EXCERPTED PASSAGE: Begin

Wednesday, January 28, 2009

Question #11: Dewey and Naturalism

First, the reasons why naturalism and pragmatism are or could be opposed - these might come most easily from James. Put in the most simple terms, naturalism is fascinated with degeneration, with the devolution of the human subject, whereas pragmatism seems to be only interested in moving humanity forward. But there are crucial ways in which pragmatism and naturalism dovetail. Using Dewey:

First, and most obviously, it's no coincidence that Dewey uses the term "empirical naturalism" to describe his understanding of the scientific method. This use of the term naturalism refers not to the literary movement headed by Zola but rather to the older, original use of the term naturalism, which means some combination of a materialist and scientific philosophy. In other words, we have an initial point of agreement between pragmatism and literary naturalism: both discard Platonic realism/metaphysics and Descartian dualism, favoring instead a naturalistic/materialistic epistemology.

Beyond this similarity is the uniquely textual method that both naturalism and pragmatism employ. To put this more precisely, both naturalism and pragmatism (particularly in its Deweyan manifestation) represent practitioners of a textual field (literature, philosophy) attempting to use certain aspects of the scientific methodology to reveal truths on some border ground between their traditional disciplinary space and the space of politics and sociology. In other words, both naturalism and pragmatism, inspired by a materialist philosophy which abandons most traditional aesthetic or metaphysical concepts, seeks to find a way to bring literary/philosophic writing to bear on the contemporary social problems of the world.

This uniting takes place when he concludes that a useful description of his project is "naturalistic humanism." In other words, an the philosophical system of the type that both naturalism and pragmatism reject held, perhaps about all things, a separation of man and experience from nature. This for Dewey is but a silly obstruction - how else is man to know of nature than by experience? The only other alternative is a supra-empiricial, a transcendental knowledge of nature which both naturalism and Dewey see as an outdated and obfuscating mode of epistemology.

EXCERPTED PASSAGE: End

COMPLETE THE FOLLOWING =>
1) Rewrite everything in the Dewey and naturalism post from "Beyond this similarity" down to "of the world.", putting "materialist outlook" in place of "materialist philosophy".
2) Carry on the post about Dewey and naturalism from its last sentence.

PROVIDED INFORMATION: Begin

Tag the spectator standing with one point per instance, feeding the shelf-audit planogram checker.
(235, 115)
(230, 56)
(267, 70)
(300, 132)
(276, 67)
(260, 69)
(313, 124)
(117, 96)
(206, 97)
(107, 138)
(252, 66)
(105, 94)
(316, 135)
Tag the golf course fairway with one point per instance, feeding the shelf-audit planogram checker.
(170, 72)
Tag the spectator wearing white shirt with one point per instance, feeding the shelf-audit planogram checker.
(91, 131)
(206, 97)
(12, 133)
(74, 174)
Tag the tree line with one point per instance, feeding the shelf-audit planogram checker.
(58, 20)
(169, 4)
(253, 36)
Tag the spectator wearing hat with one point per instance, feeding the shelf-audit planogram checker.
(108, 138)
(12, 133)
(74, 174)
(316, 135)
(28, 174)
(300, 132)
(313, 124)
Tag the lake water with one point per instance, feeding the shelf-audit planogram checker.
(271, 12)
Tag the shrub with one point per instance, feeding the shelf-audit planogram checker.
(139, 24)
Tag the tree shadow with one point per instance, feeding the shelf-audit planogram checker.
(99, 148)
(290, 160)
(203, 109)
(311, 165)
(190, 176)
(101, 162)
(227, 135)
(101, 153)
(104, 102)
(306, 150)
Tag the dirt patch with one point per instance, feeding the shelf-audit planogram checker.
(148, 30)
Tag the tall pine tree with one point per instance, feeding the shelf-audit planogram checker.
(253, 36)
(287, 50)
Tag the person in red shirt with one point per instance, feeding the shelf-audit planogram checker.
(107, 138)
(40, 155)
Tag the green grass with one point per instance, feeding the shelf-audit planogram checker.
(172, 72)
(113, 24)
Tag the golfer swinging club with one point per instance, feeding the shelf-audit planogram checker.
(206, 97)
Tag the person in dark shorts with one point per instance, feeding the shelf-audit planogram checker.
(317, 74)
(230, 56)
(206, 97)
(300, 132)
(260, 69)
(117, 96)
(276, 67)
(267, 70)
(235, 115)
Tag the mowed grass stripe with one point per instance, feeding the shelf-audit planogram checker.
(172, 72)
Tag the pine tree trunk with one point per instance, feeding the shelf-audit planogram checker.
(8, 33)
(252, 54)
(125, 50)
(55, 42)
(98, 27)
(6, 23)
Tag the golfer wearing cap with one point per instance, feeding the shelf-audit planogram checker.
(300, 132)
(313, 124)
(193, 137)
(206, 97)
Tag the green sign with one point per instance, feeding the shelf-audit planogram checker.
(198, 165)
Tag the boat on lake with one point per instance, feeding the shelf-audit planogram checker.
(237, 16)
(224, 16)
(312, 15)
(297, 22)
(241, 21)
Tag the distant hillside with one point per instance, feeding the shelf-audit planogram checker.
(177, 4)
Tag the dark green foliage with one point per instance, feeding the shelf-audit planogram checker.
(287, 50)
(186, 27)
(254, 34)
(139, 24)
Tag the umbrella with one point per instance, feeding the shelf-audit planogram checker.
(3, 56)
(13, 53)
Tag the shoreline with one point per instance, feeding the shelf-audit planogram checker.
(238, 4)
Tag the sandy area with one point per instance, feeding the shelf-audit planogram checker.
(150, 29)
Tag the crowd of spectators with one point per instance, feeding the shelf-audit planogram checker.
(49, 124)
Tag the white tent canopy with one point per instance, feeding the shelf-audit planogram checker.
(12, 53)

PROVIDED INFORMATION: End
PROVIDED INFORMATION: Begin

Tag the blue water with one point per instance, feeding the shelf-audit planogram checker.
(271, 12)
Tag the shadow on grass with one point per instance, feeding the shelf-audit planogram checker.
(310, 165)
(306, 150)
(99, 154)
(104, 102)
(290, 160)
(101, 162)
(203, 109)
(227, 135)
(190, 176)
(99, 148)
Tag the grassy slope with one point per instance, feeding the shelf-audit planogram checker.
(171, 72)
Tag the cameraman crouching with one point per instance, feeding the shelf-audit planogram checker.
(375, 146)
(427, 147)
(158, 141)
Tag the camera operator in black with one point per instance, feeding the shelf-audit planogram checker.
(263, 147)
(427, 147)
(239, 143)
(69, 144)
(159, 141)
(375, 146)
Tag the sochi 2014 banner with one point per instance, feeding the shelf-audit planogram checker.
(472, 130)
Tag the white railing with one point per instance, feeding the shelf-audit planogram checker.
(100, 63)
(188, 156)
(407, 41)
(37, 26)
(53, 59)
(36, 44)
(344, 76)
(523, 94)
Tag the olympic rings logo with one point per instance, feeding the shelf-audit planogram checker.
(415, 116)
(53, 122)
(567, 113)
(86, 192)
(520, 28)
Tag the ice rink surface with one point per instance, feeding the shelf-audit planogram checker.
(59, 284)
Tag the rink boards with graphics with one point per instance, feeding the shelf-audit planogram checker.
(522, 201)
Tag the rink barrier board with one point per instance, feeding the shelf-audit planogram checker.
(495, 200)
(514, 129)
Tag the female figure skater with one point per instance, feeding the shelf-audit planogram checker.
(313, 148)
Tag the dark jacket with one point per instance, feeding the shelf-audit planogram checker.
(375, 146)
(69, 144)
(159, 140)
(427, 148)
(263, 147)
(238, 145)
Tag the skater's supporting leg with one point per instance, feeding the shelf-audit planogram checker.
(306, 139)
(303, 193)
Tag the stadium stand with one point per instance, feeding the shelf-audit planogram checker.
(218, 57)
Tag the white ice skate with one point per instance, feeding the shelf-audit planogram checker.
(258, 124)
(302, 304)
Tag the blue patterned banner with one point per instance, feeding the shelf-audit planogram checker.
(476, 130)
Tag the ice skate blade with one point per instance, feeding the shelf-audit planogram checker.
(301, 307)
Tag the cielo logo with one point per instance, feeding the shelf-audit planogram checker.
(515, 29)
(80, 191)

PROVIDED INFORMATION: End

EXERCISE RESPONSES =>
1)
Beyond this similarity is the uniquely textual method that both naturalism and pragmatism employ. To put this more precisely, both naturalism and pragmatism (particularly in its Deweyan manifestation) represent practitioners of a textual field (literature, philosophy) attempting to use certain aspects of the scientific methodology to reveal truths on some border ground between their traditional disciplinary space and the space of politics and sociology. In other words, both naturalism and pragmatism, inspired by a materialist outlook which abandons most traditional aesthetic or metaphysical concepts, seeks to find a way to bring literary/philosophic writing to bear on the contemporary social problems of the world.

2)
Perhaps nothing links Dewey's epistemology with naturalism more than his belief, as is only natural once we do away with a transcendental knowledge of nature, that non-cognitive experiences precede cognitive experiences, and that cognitive experiences are made up of non-cognitive experiences. This could more or less be the doctrine of Zola - in fact, it is a better way of putting it than Zola ever could. This is the central doctrine of naturalistic philosophy; not that consciousness does not exist or is a fiction, but that whatever consciousness is, it arises out of biological functionings of the nervous system. Dewey describes the alternative to such an understanding as a world in which every human is a stranger in every environment, abstracted from their surroundings and unable to know them. The naturalists, with Dewey, wanted to get rid of such an understanding of humanity, as well as humanity's morals and, indeed, consciosness. For both Dewey and Zola, humankind was another biological organism, finding its way in an environment by virtue of the biological signals communicated by its nervous system.

From here, it is not hard to imagine naturalism and pragmatism as divergent courses with near identical starting points. Both of them wanted to sweep away what they perceived as millennia of rubbish that had accumlated from a disassociation of man from his environment. Both of them did so, not by writing scientific texts, but by attempting to link this newly scientific awareness with the unique strengths of their respective disciplines. Etc.